How many lines in the rows below contain the string "small", counting only matches with the same capitalization? Reply with the number alone.
─── The data
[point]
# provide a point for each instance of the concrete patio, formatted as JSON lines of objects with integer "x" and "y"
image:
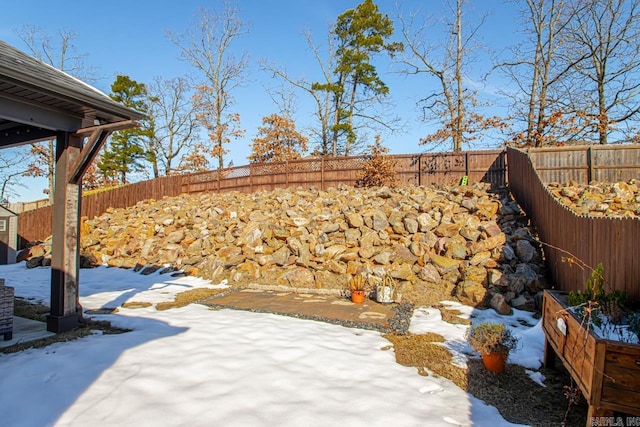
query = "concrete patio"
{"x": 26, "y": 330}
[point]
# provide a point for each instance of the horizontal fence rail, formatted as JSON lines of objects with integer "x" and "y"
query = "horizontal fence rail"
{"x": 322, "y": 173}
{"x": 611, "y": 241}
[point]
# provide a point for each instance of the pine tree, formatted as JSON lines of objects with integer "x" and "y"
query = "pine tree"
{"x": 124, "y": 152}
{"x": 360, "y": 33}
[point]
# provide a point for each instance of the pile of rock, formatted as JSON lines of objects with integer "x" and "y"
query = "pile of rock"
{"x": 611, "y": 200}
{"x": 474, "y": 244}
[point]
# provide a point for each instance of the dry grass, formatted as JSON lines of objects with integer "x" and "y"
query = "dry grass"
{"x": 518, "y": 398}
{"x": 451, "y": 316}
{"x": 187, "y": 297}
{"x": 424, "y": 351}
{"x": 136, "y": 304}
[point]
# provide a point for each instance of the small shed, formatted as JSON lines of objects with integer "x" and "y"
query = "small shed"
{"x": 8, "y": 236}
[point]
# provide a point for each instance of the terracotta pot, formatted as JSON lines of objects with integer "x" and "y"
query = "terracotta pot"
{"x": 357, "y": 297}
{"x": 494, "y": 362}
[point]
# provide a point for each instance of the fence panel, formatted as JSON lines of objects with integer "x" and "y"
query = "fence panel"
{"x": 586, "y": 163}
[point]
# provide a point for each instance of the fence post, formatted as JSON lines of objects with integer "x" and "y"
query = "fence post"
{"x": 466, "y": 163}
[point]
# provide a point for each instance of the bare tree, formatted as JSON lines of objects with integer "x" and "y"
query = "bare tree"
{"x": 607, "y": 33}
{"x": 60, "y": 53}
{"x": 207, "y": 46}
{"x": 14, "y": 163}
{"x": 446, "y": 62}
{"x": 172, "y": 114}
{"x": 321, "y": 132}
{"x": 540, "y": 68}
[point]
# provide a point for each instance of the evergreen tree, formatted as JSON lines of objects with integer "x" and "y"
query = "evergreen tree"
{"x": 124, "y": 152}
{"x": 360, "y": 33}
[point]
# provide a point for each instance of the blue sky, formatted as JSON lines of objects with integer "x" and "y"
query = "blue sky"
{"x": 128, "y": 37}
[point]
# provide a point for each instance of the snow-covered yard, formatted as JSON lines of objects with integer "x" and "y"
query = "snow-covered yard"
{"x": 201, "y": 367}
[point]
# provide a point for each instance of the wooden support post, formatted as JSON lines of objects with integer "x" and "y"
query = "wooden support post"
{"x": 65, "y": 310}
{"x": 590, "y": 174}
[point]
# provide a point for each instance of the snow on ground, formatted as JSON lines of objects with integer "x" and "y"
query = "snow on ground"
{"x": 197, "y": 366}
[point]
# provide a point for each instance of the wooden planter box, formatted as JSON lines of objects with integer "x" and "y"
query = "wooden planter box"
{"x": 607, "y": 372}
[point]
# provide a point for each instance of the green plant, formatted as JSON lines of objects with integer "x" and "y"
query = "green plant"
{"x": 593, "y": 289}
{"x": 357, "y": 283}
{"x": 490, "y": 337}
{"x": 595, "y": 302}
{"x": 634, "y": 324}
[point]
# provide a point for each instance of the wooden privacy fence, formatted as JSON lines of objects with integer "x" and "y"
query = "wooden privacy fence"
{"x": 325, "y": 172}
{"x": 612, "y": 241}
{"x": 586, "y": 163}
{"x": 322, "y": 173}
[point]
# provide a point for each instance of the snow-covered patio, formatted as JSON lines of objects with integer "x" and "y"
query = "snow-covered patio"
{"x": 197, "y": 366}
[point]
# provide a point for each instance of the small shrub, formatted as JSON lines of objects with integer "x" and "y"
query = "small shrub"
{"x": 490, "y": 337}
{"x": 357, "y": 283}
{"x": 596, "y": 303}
──────
## Full answer
4